╔══
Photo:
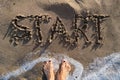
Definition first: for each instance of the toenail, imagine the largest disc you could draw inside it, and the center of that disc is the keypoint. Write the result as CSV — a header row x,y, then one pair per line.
x,y
49,60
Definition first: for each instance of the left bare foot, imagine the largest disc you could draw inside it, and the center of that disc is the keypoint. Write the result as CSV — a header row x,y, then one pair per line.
x,y
49,70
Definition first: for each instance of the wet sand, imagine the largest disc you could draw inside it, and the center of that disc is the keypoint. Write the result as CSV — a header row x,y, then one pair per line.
x,y
11,57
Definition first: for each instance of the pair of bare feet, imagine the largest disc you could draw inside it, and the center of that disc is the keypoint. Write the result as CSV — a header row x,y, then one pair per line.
x,y
62,73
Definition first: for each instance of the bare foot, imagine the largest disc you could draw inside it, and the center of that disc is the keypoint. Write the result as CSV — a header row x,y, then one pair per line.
x,y
63,70
49,70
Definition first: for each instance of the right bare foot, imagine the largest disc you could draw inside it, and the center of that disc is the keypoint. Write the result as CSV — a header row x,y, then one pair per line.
x,y
63,70
49,70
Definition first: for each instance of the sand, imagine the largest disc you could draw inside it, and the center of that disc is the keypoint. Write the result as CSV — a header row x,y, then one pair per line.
x,y
11,57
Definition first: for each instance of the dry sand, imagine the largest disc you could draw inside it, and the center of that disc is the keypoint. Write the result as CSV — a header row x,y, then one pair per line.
x,y
11,57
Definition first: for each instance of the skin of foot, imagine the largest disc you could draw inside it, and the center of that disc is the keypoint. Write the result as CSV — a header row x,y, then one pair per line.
x,y
49,70
63,71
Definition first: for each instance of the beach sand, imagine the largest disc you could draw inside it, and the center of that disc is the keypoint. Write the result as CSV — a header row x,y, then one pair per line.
x,y
11,57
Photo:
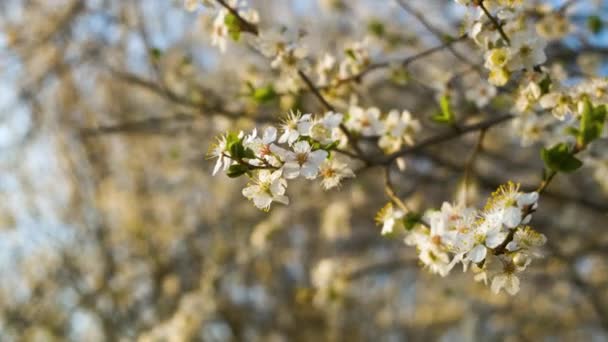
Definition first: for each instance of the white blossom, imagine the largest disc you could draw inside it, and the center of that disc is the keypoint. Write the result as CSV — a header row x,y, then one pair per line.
x,y
267,188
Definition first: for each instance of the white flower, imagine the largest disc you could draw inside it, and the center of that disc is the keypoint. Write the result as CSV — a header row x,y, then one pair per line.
x,y
325,65
333,171
219,151
219,32
267,188
560,104
528,96
294,126
526,238
357,57
365,121
397,129
327,130
488,234
281,48
302,161
527,51
389,218
261,147
481,94
507,280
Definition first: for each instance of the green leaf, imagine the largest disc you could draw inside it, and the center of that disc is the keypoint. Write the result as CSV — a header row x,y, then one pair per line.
x,y
350,53
330,146
559,158
400,76
376,28
233,25
592,123
156,53
446,115
264,94
595,24
411,219
237,170
545,85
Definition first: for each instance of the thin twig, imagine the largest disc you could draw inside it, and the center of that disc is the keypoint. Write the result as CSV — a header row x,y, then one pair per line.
x,y
436,32
495,22
452,134
468,166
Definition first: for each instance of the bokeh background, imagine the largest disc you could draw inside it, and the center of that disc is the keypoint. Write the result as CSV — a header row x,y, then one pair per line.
x,y
112,227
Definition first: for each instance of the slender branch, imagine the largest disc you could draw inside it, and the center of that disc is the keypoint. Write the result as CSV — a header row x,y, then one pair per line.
x,y
495,22
315,91
390,190
351,139
468,166
436,32
245,25
452,134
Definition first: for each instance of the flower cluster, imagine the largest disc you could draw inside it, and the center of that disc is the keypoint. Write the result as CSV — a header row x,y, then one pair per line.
x,y
225,25
541,92
512,47
393,129
304,149
496,241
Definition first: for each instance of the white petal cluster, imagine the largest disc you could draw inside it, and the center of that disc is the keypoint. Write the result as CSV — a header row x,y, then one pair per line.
╚══
• YOUR OBJECTIVE: The records above should be retyped in full and exactly; omit the pictures.

• RESPONSE TO THE EXERCISE:
Photo:
Definition first: for each instance of the toenail, imagine the largest disc you could draw inside it, and the center of that disc is the keypoint. Write the result as CSV — a header row x,y, then one pair per line.
x,y
49,60
Definition first: for each instance of the left bare foot, imagine the largest disc you could draw inside it, and the center of that disc is the keypoint. Write the result as CSV — a header row x,y, then one pair per line.
x,y
49,70
Definition first: for each instance of the wet sand, imagine the largest disc you could draw inside it, and the center of that disc is the keypoint. Write the result as CSV — a header row x,y, then one pair per line.
x,y
11,57
Definition first: for each instance of the pair of bare feet, imagine the largest disc you could draw inside it, and the center of that disc is the keypoint. Write the result as CSV — a header row x,y, then one pair per line.
x,y
62,73
Definition first: for each instance of the bare foot, imagine the largest disc you could draw inside it, and the center of that disc is the keypoint. Write the result as CSV — a header row x,y, then one pair per line.
x,y
63,70
49,70
Definition first: for each instance of the right bare foot, imagine the largest disc you could draw inside it, and the center of that disc is the keypoint. Write the result as CSV — a header row x,y, then one pair per line.
x,y
63,70
49,70
Definition first: for each instance of the sand, imagine the largest disc you could draw inside it, and the center of that disc is the keypoint. Write the result as CSV — a header row x,y, then one pair per line.
x,y
11,57
Definition first: for each instance of the dry sand, imagine the largest disc you could draw inside it, and the center of that disc is the keypoint. Write the result as CSV — a header row x,y, then one pair per line.
x,y
11,57
Definition first: for each instance of the skin of foot, imagine the largest disc you could draw inside it, and the center of that disc is the keypoint. Write the result as CSV — a header row x,y, then one pair per line.
x,y
49,70
63,71
Definition first: for each instance of the beach sand, imagine the largest disc you could draw inside it, and the center of that disc is the keypoint. Write the result as CSV — a header row x,y, then one pair per line.
x,y
11,57
Photo:
Definition first: for each instance of the white blossom, imagine the largest disc you could draw inside it, and the center of that disc is the keypoint. Write the result as CSV — a header row x,y, then one pair per line.
x,y
267,188
Definition first: for each instance of the white flower, imagine the largest disc you could draw inside it, and the center of that disc is the keypoint. Write the result as CSV — a header row x,y, then one pair per line.
x,y
325,65
333,171
219,151
219,32
267,188
560,104
528,96
294,126
526,238
357,57
365,121
397,129
327,130
488,234
281,48
302,161
527,51
389,218
261,147
481,94
507,280
Definition first: for each instance of the green leaf, imagine the largest disc you could draw inside it, and the center of that disc is the keypoint. Write the result as CSV — a header row x,y, then one pair per line.
x,y
350,53
330,146
559,158
400,76
376,28
233,25
592,123
156,53
446,115
264,94
595,24
411,219
237,170
545,85
Definition first: for each instance of the thin twig, imagine the largest disc you could draw inside it, and the center of that disc is the keypoint. Write the result as CSV — a header row x,y, then one pair per line.
x,y
436,32
495,22
452,134
468,166
Definition first: for each instance of the bokeh background, imagine the largest disc you could draw inside it, and the center of that disc is the keypoint. Write the result as CSV — a header row x,y, then one pair per line.
x,y
112,227
Definition first: for each instance of the slender branch, imagine the largest disc you could draw inside it, and the center of that disc is the keypoint. Write the result as CSV — a header row x,y, then one pair per line.
x,y
495,22
315,91
390,190
351,139
468,166
436,32
245,25
452,134
Definition first: for each instance of the flower cluster, imagine the largest disc you could draw inside it, and the center of that disc is the keypoint. Write the result as CSV — a header row x,y, then one pair per line.
x,y
225,25
541,92
512,47
393,129
304,149
496,241
Definition first: for each instance of the white petal cluster, imagine the largest disc you could draw inside it, and the center of that disc is the keypoint. Write the result as CSV — a header row x,y, then one pair per line.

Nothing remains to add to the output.